Directions
Copy the entire listing, down to the final line, exactly.

The input
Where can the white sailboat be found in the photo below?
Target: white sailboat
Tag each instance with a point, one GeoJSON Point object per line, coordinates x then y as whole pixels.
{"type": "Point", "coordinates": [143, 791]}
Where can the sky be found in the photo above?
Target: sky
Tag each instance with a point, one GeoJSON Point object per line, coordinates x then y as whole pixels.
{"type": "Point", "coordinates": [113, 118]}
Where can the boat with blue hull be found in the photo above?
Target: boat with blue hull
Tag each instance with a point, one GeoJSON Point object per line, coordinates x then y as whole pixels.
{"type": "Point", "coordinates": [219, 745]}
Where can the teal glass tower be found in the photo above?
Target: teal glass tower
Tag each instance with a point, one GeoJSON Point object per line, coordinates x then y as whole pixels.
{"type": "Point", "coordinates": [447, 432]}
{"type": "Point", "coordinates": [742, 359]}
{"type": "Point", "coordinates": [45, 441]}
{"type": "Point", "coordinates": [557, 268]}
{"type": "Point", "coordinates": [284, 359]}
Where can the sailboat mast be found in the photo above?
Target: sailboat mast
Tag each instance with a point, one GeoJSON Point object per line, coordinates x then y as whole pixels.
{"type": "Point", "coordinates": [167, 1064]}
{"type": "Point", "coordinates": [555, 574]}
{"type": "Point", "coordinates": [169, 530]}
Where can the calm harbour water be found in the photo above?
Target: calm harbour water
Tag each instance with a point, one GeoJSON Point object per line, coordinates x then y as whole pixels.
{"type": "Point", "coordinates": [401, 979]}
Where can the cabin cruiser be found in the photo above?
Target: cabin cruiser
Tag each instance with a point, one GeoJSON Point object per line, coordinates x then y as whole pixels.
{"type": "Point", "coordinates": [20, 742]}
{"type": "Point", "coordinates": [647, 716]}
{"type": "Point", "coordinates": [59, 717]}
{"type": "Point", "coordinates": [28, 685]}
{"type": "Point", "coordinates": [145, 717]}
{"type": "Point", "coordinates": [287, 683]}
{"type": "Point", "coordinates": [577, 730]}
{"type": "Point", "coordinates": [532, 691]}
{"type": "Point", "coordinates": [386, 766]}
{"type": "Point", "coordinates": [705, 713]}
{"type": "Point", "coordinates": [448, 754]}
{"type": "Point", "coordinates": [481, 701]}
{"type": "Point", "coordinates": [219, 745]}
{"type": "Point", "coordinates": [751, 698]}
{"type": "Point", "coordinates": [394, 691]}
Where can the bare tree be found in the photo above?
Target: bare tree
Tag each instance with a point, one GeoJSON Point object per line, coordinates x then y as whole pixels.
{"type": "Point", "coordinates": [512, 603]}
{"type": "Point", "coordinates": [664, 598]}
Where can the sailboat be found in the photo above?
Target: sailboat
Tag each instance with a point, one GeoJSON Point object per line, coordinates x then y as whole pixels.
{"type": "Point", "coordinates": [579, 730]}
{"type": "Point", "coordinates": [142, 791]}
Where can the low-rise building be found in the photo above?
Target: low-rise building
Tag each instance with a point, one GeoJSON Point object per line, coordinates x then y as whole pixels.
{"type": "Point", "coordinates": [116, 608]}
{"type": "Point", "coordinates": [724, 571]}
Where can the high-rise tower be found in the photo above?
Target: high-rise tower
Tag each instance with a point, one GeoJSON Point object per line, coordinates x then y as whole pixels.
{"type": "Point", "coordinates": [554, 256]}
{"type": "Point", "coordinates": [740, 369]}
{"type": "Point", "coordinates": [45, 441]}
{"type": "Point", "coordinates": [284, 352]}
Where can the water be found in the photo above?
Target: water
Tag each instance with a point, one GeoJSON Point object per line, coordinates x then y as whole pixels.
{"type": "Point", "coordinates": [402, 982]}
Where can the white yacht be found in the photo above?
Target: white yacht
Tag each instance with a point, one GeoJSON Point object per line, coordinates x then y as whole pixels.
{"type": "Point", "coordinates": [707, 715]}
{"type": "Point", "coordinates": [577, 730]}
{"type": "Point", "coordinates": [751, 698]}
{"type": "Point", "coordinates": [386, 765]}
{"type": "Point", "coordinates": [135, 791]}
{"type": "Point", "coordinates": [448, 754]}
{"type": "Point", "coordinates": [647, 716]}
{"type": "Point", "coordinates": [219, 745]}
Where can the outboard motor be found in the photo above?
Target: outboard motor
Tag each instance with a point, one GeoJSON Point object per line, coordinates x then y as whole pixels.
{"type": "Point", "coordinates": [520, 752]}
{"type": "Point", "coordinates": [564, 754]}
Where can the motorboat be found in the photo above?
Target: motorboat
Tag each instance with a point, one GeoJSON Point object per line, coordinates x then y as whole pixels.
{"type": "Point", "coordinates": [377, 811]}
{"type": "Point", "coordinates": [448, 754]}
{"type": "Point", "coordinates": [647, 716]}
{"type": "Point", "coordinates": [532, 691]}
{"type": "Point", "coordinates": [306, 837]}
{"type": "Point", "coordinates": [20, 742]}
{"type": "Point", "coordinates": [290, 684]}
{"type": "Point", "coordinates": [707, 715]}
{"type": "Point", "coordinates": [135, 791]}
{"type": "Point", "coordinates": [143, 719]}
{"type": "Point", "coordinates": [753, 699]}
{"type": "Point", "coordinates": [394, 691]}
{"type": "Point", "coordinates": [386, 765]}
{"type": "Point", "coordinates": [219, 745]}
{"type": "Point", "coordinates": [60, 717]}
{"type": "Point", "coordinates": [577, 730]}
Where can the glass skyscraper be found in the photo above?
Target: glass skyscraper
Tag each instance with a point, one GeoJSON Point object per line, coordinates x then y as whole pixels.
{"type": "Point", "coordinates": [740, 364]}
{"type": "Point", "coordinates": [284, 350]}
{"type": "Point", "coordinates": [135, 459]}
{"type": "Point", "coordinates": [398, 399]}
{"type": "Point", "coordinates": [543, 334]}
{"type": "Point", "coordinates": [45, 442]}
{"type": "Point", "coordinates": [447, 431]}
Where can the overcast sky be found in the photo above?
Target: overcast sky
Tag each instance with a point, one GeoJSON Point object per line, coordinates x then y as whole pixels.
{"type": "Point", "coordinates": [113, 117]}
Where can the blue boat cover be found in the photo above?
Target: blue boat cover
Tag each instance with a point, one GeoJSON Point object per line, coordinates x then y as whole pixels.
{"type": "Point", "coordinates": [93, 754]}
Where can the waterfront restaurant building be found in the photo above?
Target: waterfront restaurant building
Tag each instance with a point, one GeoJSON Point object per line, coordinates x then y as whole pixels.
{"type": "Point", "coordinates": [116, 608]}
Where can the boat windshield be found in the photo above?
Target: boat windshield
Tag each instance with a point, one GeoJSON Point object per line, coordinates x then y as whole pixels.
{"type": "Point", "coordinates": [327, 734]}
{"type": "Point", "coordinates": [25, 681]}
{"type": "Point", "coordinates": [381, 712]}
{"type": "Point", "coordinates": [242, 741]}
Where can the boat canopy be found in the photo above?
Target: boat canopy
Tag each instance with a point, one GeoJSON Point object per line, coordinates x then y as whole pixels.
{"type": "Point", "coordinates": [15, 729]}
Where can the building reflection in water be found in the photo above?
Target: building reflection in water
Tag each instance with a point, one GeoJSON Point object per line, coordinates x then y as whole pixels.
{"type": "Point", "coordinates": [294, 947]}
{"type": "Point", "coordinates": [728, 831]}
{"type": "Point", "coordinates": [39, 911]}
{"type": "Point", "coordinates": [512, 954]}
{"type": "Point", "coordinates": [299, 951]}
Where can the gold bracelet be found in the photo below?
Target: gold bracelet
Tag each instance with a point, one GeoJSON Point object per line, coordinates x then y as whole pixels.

Answer section
Where can the white sailboat be found in the photo below?
Target: white sailboat
Tag each instance with a point, one GeoJSON Point object per line, coordinates x then y as whole pixels.
{"type": "Point", "coordinates": [143, 791]}
Where can the sky be found in the photo above?
Target: sky
Tag each instance with a point, one GeoJSON Point object per line, coordinates x then y as whole pixels.
{"type": "Point", "coordinates": [113, 118]}
Where can the boat with blue hull be found in the photo above?
Target: boat with blue hull
Tag each instance with a point, one GeoJSON Point object per line, coordinates x then y as whole pixels.
{"type": "Point", "coordinates": [219, 745]}
Where can the teal glass tower be found in the photo above?
Target: teal glass tower
Tag each instance with a point, one GeoJSON Point object per line, coordinates x then y as whole pixels.
{"type": "Point", "coordinates": [447, 432]}
{"type": "Point", "coordinates": [742, 359]}
{"type": "Point", "coordinates": [45, 441]}
{"type": "Point", "coordinates": [557, 268]}
{"type": "Point", "coordinates": [284, 359]}
Where can the sailboat mast be found in the photo above?
Target: sailboat mast
Tag each instance with a point, one GeoJSON Point object per line, coordinates x then y as whole pixels.
{"type": "Point", "coordinates": [167, 1064]}
{"type": "Point", "coordinates": [555, 574]}
{"type": "Point", "coordinates": [169, 530]}
Where can the calm harbour water be found in the photo above?
Target: calm harbour water
Tag each instance with a point, one GeoJSON Point object per line, coordinates x then y as whole pixels.
{"type": "Point", "coordinates": [401, 979]}
Where can the cabin cruiser be found in the photo above?
Target: cabin cruiser
Tag each instance with a point, one GeoJSON Point object per line, coordinates x then y as whole pixels.
{"type": "Point", "coordinates": [20, 742]}
{"type": "Point", "coordinates": [647, 716]}
{"type": "Point", "coordinates": [59, 717]}
{"type": "Point", "coordinates": [28, 685]}
{"type": "Point", "coordinates": [145, 717]}
{"type": "Point", "coordinates": [287, 683]}
{"type": "Point", "coordinates": [577, 730]}
{"type": "Point", "coordinates": [532, 691]}
{"type": "Point", "coordinates": [386, 766]}
{"type": "Point", "coordinates": [705, 713]}
{"type": "Point", "coordinates": [448, 754]}
{"type": "Point", "coordinates": [481, 701]}
{"type": "Point", "coordinates": [219, 745]}
{"type": "Point", "coordinates": [751, 698]}
{"type": "Point", "coordinates": [394, 691]}
Where can the bare tree be found in the photo above?
Target: bare tree
Tag each instance with a point, one GeoJSON Point object per line, coordinates x then y as whole pixels.
{"type": "Point", "coordinates": [512, 603]}
{"type": "Point", "coordinates": [664, 598]}
Where can the sailboat be found in the photo above?
Target: sailboat
Tag each instance with a point, one GeoJSON Point object per line, coordinates x then y as whole pixels.
{"type": "Point", "coordinates": [579, 730]}
{"type": "Point", "coordinates": [142, 791]}
Where can the low-rise building be found in the photo above?
Target: low-rise building
Tag each instance with a point, one GeoJSON Point object per line, coordinates x then y as whole pixels.
{"type": "Point", "coordinates": [116, 608]}
{"type": "Point", "coordinates": [724, 571]}
Where can the high-rise tower be found in the photo above?
Target: high-rise tower
Tag each instance with a point, one GeoJSON Point object per line, coordinates x then y as whole pixels.
{"type": "Point", "coordinates": [554, 256]}
{"type": "Point", "coordinates": [740, 369]}
{"type": "Point", "coordinates": [45, 441]}
{"type": "Point", "coordinates": [284, 352]}
Where can the water be found in the photo above?
Target: water
Tag each instance with a point, one GeoJSON Point object per line, coordinates x then y as whole pixels.
{"type": "Point", "coordinates": [402, 982]}
Where can the white yacht be found in the photo above?
Target: white yacht
Tag each instance with a point, one GeoJSON Point object per line, coordinates x then y as whole pixels.
{"type": "Point", "coordinates": [707, 715]}
{"type": "Point", "coordinates": [577, 730]}
{"type": "Point", "coordinates": [751, 698]}
{"type": "Point", "coordinates": [386, 765]}
{"type": "Point", "coordinates": [135, 791]}
{"type": "Point", "coordinates": [448, 754]}
{"type": "Point", "coordinates": [647, 716]}
{"type": "Point", "coordinates": [219, 745]}
Where can the outboard motor be found in the photo above?
Target: outboard motor
Tag each instance with a point, one GeoJSON Point object per line, coordinates x then y as whole pixels.
{"type": "Point", "coordinates": [520, 752]}
{"type": "Point", "coordinates": [564, 754]}
Where can the motorboat be found in the photo above?
Target: motorboat
Tag each instance with a point, one GeoJSON Point object per line, coordinates x then y as whole pixels.
{"type": "Point", "coordinates": [377, 811]}
{"type": "Point", "coordinates": [448, 754]}
{"type": "Point", "coordinates": [647, 716]}
{"type": "Point", "coordinates": [532, 691]}
{"type": "Point", "coordinates": [306, 837]}
{"type": "Point", "coordinates": [20, 742]}
{"type": "Point", "coordinates": [290, 684]}
{"type": "Point", "coordinates": [707, 715]}
{"type": "Point", "coordinates": [135, 791]}
{"type": "Point", "coordinates": [143, 719]}
{"type": "Point", "coordinates": [753, 699]}
{"type": "Point", "coordinates": [394, 691]}
{"type": "Point", "coordinates": [386, 765]}
{"type": "Point", "coordinates": [219, 745]}
{"type": "Point", "coordinates": [60, 717]}
{"type": "Point", "coordinates": [577, 730]}
Where can the glass skyscraper be found in the photo above?
Target: glass skyscraper
Tag each instance with a point, one GeoJSON Point object per line, coordinates x then y as whole pixels.
{"type": "Point", "coordinates": [740, 364]}
{"type": "Point", "coordinates": [284, 350]}
{"type": "Point", "coordinates": [135, 459]}
{"type": "Point", "coordinates": [398, 399]}
{"type": "Point", "coordinates": [543, 334]}
{"type": "Point", "coordinates": [45, 442]}
{"type": "Point", "coordinates": [447, 431]}
Where can the overcast sky be found in the photo above?
Target: overcast sky
Tag each instance with a point, one GeoJSON Point object per line, coordinates x then y as whole pixels.
{"type": "Point", "coordinates": [113, 117]}
Where can the blue boat cover be found in the photo above?
Target: blue boat cover
Tag each instance with a point, one GeoJSON Point object per line, coordinates x then y as whole pixels.
{"type": "Point", "coordinates": [93, 754]}
Where can the waterfront restaurant building be found in the photo above?
Target: waterfront restaurant building
Tag each instance with a point, one GeoJSON Point object per line, coordinates x then y as whole pixels.
{"type": "Point", "coordinates": [116, 608]}
Where can the boat windshield be found in the photo above?
Target: boat windshield
Tag each instance with a point, one GeoJSON Point object per line, coordinates x then y as whole pixels.
{"type": "Point", "coordinates": [327, 734]}
{"type": "Point", "coordinates": [25, 681]}
{"type": "Point", "coordinates": [381, 712]}
{"type": "Point", "coordinates": [242, 741]}
Where can the boat canopy be found in the photo above?
Target: boat canopy
Tag each instance with a point, one GeoJSON Point object per line, coordinates x then y as whole pixels.
{"type": "Point", "coordinates": [15, 729]}
Where can the building reflection in water be found in the photo above?
Target: building reflection in water
Tag each instance with a point, one GeoJSON Point object per line, coordinates x then y as whole pixels.
{"type": "Point", "coordinates": [294, 947]}
{"type": "Point", "coordinates": [728, 831]}
{"type": "Point", "coordinates": [39, 911]}
{"type": "Point", "coordinates": [512, 954]}
{"type": "Point", "coordinates": [299, 951]}
Where can the gold bracelet be found in the photo below?
Target: gold bracelet
Tag each instance with a point, one GeoJSON Point object per line, coordinates x then y as whole pixels.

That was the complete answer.